(What you will do):
Reproduce the entries below from the line containing "of the marina." through the end of the entries, inclusive, and shift every coordinate in the answers by adding 68 to it. Leave the requests and their format samples unchanged.

━━━━━━━━

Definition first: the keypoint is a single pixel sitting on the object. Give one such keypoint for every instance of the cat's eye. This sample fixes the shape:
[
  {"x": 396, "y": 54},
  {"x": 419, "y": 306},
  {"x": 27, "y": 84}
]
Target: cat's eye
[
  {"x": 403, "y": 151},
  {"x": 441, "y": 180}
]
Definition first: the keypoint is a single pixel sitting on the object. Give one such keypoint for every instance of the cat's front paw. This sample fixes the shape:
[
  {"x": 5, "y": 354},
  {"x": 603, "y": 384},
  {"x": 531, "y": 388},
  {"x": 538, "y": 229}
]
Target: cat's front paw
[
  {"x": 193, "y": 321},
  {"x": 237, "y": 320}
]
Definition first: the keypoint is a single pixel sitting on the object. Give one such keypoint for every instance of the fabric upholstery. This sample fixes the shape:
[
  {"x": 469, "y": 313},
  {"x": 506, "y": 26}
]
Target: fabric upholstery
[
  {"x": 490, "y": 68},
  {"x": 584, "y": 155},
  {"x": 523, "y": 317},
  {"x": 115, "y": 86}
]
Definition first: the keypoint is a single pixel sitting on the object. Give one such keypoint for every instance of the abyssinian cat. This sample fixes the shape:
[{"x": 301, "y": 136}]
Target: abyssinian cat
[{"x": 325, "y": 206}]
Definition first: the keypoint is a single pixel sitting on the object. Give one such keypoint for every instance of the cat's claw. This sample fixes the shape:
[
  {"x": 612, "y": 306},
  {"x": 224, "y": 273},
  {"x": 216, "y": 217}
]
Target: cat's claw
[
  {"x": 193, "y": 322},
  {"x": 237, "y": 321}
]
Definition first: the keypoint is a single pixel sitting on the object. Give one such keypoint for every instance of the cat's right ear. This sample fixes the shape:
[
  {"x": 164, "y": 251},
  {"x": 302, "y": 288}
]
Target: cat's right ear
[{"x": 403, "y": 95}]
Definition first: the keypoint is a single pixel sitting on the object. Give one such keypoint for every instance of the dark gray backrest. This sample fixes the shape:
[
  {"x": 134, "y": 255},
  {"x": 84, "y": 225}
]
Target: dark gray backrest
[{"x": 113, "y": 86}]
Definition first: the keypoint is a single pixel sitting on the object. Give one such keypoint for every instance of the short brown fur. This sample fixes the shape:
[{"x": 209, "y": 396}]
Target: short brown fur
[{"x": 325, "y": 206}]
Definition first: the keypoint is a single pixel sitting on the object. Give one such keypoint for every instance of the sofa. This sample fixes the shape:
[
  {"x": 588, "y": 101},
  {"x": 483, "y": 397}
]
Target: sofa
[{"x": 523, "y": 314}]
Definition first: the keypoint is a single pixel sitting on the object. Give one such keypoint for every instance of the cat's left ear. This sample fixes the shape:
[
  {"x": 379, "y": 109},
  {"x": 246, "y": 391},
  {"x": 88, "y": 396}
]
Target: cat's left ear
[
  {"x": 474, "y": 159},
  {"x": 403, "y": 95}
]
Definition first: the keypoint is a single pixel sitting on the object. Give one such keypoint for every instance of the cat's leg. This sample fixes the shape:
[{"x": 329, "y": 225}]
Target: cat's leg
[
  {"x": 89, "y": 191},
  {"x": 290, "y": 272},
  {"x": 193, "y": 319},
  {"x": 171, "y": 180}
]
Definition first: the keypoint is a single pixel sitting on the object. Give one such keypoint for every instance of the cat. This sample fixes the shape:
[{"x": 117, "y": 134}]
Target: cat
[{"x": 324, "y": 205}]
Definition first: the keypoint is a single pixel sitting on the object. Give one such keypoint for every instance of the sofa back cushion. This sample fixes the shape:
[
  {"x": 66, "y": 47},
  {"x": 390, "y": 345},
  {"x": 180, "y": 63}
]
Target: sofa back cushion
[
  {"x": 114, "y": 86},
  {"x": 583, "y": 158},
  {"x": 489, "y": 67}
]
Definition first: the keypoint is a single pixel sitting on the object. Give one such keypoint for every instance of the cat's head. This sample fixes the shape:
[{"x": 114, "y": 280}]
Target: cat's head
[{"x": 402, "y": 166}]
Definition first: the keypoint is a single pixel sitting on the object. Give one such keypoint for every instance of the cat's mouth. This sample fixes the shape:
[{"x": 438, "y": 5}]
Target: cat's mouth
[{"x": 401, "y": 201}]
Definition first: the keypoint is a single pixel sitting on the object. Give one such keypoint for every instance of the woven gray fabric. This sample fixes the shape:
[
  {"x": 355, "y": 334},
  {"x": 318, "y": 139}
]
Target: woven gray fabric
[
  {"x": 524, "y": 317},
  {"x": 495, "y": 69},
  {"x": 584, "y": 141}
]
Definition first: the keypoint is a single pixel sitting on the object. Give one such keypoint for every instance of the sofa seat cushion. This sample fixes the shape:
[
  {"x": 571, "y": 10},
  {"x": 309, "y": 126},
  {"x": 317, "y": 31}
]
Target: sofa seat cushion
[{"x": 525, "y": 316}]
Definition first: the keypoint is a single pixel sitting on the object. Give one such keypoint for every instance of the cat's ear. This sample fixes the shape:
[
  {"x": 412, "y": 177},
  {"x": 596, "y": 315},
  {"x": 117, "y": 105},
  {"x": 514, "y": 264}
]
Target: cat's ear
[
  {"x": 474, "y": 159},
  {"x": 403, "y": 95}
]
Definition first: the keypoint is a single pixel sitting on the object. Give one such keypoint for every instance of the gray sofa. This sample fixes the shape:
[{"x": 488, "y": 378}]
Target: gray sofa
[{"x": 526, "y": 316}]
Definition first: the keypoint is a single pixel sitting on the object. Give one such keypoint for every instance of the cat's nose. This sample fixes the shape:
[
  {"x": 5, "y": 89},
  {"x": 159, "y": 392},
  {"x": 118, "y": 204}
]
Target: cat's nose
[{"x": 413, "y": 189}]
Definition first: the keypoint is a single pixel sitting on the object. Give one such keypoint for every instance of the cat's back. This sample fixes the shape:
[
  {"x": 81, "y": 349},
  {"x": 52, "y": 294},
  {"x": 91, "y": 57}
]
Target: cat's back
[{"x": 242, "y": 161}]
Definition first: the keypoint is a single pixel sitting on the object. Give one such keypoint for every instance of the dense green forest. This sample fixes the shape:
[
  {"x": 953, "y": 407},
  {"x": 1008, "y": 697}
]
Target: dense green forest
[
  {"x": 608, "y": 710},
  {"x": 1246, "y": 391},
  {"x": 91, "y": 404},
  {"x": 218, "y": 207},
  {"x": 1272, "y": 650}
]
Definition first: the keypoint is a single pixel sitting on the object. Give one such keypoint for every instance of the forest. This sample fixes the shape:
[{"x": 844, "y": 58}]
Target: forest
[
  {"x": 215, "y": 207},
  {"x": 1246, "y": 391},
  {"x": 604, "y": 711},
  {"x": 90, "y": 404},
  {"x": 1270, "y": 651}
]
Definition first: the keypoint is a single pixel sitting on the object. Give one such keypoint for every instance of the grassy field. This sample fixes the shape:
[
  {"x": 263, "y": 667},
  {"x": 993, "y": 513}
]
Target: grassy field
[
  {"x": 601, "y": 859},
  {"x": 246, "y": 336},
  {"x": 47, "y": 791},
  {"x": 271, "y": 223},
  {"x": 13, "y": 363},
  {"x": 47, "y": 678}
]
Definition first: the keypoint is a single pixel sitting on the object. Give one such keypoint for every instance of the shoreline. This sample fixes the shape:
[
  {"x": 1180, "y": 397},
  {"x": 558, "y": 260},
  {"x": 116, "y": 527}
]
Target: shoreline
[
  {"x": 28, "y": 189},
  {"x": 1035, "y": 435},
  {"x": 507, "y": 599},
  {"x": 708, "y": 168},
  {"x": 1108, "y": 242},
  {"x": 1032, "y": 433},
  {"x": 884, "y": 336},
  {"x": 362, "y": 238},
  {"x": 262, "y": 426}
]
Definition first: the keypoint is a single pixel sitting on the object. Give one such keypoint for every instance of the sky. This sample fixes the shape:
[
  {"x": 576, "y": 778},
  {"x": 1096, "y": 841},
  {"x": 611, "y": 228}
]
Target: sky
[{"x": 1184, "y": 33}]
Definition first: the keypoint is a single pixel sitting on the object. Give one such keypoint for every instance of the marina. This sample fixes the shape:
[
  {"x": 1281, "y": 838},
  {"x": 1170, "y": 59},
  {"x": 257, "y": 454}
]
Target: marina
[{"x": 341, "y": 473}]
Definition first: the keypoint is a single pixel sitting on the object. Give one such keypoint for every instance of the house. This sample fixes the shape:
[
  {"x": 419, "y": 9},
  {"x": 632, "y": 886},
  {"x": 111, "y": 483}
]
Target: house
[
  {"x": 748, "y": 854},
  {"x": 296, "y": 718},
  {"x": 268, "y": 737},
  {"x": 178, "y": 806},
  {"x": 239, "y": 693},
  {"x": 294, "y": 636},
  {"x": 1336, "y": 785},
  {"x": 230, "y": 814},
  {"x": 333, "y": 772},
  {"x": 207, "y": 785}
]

━━━━━━━━

(Answer to the exercise):
Definition first: the keypoint is a single pixel sitting on the object. Give one such keypoint for every instance of the marina. This sample fixes the shape:
[
  {"x": 1281, "y": 838},
  {"x": 1170, "y": 59},
  {"x": 257, "y": 454}
]
Target: marina
[{"x": 409, "y": 541}]
Definition first: the keypoint is a single pixel sitting on the object. Give one such keypoint for every instance of the house. This sample fixes the shape:
[
  {"x": 419, "y": 9},
  {"x": 632, "y": 886},
  {"x": 111, "y": 483}
]
Target: house
[
  {"x": 816, "y": 922},
  {"x": 364, "y": 786},
  {"x": 336, "y": 805},
  {"x": 246, "y": 874},
  {"x": 307, "y": 761},
  {"x": 362, "y": 704},
  {"x": 1404, "y": 853},
  {"x": 298, "y": 882},
  {"x": 401, "y": 840},
  {"x": 275, "y": 853}
]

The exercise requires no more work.